### [TEXT BLOCK]
>> BEGIN

![]() | | ![]() |
Tennyson's "Lucretius," first published in Macmillan's Magazine for May, 1868, was scheduled for simultaneous publication in the United States in the May number of the Atlantic Monthly; but the poem appeared on May 2 in Every Saturday, a weekly journal owned by Ticknor and Fields (the proprietors of the Atlantic and Tennyson's American publishers), because the page proofs from England providing the text did not arrive in time. This eventuality was only one of the impediments to publication that arose, and from the beginning a question hovered over the arrangements as to whether or not some of the erotic details of Lucretius' monologue would exceed the limits of contemporary public taste. The full description of an Oread pursued by a satyr, which appeared in America but not in Macmillan's and which Tennyson restored when he included the poem a year and a half later in The Holy Grail and Other Poems, has become celebrated in this regard.

>> END

### [THINGS TO DO]
**1.** List every periodical named in the passage about Tennyson's "Lucretius."
**2.** According to the passage about Tennyson's "Lucretius," on what date did the poem appear in Every Saturday?

### [INFORMATION SHOWN]
>> BEGIN

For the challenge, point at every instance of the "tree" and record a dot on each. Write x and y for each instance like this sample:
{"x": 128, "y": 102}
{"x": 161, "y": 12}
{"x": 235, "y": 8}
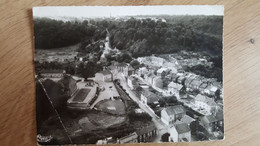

>> END

### [TASK-BY-TASK ANSWERS]
**1.** Macmillan's Magazine, the Atlantic Monthly, Every Saturday

**2.** May 2